-- Input data start --

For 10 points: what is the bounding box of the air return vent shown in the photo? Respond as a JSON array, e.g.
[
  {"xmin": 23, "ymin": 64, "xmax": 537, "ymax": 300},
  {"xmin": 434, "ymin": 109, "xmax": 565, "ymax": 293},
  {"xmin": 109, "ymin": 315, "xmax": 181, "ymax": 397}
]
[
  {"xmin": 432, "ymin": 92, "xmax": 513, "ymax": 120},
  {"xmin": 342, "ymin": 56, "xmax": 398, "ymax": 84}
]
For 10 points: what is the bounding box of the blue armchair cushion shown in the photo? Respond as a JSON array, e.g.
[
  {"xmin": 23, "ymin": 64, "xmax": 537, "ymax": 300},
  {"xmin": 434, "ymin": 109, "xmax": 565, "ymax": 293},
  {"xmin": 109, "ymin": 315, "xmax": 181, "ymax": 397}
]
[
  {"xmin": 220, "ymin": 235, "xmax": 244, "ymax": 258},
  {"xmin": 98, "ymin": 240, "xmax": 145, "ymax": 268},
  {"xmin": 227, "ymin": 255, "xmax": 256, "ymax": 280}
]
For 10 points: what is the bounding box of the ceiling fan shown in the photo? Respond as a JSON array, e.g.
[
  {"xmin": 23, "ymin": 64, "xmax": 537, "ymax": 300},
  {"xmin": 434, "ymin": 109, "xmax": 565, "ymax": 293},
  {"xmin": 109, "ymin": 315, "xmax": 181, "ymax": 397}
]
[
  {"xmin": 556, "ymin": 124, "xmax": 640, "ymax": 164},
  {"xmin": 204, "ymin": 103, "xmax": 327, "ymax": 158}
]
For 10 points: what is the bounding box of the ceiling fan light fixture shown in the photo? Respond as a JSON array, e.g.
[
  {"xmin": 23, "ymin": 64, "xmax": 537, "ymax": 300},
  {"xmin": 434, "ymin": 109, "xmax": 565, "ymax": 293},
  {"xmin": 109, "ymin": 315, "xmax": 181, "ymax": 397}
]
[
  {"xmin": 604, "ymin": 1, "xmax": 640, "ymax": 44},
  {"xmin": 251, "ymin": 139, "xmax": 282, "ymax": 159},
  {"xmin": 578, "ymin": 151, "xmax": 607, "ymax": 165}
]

-- Input data end --
-- Input data start --

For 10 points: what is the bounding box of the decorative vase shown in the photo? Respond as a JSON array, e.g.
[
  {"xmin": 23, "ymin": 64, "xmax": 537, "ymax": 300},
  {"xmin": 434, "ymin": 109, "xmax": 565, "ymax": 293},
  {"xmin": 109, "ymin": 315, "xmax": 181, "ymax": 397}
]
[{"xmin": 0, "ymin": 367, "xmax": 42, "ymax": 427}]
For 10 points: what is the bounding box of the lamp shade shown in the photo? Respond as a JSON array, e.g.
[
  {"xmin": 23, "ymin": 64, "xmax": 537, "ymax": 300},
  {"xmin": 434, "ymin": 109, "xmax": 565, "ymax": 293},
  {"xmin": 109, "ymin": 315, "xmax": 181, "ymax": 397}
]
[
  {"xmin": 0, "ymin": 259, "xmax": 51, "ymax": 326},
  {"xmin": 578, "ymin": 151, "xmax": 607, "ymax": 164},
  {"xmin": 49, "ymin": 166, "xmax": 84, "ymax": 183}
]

-- Input data end --
-- Input data start --

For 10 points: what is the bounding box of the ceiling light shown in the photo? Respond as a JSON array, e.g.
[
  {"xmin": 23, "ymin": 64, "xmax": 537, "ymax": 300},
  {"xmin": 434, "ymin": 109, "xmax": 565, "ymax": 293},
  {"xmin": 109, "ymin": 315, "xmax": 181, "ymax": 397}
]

-- Input data end --

(What you should do)
Filter the items above down to the lines that contain the string "ceiling", copying each matching line in full. Treat uppercase and lowercase as different.

(Response for this exercise)
For 10 points: what is the bounding box of the ceiling fan shown in the photo? Respond as a JSON array, e.g.
For 10 points: what is the bounding box of the ceiling fan light fixture shown in the photo? Respond as a JSON array, e.g.
For 10 points: what is the bounding box of the ceiling light shown in the photo? Respond as a JSON array, e.g.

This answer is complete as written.